### RECORDS PROVIDED
·····

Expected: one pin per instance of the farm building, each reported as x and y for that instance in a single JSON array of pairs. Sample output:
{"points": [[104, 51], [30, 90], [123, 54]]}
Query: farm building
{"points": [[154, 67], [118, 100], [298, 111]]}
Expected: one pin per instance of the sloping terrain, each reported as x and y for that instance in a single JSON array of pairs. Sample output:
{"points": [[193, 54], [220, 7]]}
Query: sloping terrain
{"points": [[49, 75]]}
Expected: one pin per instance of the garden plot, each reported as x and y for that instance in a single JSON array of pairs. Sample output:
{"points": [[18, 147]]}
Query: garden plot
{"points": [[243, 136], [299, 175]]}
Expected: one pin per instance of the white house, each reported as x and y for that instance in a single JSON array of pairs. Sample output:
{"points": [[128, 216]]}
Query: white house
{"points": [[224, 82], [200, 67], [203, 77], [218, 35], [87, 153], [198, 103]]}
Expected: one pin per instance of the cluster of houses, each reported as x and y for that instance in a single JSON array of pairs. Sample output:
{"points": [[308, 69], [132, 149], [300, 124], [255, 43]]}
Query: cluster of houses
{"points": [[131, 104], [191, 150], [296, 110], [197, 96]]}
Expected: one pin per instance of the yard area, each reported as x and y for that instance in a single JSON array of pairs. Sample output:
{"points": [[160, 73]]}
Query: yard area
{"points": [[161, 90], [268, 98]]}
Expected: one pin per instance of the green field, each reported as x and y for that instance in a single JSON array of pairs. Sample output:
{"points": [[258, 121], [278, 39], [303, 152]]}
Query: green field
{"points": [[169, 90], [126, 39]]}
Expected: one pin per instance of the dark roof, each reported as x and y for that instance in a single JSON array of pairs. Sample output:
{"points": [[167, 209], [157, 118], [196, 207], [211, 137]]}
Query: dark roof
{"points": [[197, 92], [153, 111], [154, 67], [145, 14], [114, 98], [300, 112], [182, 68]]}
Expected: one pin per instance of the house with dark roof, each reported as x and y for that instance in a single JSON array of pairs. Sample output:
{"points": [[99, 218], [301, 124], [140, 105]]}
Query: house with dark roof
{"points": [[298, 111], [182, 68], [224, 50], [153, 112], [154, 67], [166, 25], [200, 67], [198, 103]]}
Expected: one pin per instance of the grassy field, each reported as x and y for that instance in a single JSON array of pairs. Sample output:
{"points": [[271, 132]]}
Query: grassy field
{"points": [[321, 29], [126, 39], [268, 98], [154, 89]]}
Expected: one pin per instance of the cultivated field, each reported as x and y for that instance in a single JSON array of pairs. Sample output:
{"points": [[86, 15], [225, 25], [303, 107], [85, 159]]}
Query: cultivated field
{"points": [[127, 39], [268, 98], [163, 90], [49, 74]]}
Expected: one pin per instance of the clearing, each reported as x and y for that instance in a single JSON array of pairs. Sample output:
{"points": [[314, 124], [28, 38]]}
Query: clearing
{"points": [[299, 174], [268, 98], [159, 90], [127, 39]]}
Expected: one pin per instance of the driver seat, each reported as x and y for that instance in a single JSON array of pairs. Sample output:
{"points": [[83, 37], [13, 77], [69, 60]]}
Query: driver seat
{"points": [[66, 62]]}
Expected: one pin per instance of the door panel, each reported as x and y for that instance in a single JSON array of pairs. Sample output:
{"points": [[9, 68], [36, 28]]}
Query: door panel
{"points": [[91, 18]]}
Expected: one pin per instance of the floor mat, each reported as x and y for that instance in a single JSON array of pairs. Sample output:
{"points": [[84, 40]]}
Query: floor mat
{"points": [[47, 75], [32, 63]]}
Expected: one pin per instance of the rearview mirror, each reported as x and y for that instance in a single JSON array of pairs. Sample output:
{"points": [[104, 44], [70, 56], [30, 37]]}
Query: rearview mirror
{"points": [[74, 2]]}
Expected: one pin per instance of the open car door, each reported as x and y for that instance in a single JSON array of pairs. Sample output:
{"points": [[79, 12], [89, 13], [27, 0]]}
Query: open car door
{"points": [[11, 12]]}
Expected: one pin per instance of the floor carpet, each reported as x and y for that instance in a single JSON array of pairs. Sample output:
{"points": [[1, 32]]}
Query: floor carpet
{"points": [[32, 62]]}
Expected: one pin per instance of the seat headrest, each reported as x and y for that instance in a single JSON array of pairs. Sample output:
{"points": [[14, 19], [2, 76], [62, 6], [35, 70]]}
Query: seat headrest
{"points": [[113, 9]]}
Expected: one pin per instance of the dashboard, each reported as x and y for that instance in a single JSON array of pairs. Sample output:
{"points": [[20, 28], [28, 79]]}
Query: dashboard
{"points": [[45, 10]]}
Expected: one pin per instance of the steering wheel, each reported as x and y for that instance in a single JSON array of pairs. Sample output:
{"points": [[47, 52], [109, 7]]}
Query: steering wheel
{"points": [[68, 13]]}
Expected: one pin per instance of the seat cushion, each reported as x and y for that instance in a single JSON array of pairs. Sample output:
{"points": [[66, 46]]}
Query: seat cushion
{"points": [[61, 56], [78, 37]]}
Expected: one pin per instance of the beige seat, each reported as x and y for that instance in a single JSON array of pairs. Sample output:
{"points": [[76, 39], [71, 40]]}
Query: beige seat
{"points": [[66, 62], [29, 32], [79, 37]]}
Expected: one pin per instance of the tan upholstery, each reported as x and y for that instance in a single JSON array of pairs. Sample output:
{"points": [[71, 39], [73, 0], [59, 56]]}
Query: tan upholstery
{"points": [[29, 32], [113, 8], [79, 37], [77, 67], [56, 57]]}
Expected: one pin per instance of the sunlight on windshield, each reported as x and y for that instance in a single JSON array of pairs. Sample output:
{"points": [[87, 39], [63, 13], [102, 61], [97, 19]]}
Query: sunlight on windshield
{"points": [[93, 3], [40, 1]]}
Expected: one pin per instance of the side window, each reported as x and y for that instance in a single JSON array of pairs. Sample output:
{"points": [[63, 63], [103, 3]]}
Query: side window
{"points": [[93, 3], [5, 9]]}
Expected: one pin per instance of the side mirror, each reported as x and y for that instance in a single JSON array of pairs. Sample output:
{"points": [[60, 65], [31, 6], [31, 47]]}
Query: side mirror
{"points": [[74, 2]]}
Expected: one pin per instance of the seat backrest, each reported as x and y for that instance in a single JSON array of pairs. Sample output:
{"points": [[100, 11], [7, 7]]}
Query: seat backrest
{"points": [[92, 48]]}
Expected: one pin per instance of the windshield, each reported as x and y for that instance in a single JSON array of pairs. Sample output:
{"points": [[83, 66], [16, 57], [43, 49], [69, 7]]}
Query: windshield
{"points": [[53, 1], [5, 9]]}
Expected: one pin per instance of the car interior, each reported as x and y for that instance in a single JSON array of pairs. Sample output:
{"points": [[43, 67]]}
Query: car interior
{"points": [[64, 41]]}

·····

### WORK INSTRUCTIONS
The answer is a portion of the data. Write out exactly the line with "Query: windshield" and all lines after it.

### RESPONSE AREA
Query: windshield
{"points": [[53, 1], [5, 9]]}
Expected: one pin per instance of the car interior, each reported as x and y for that instance in a single JSON array of pairs. Sample output:
{"points": [[43, 67]]}
Query: car interior
{"points": [[64, 41]]}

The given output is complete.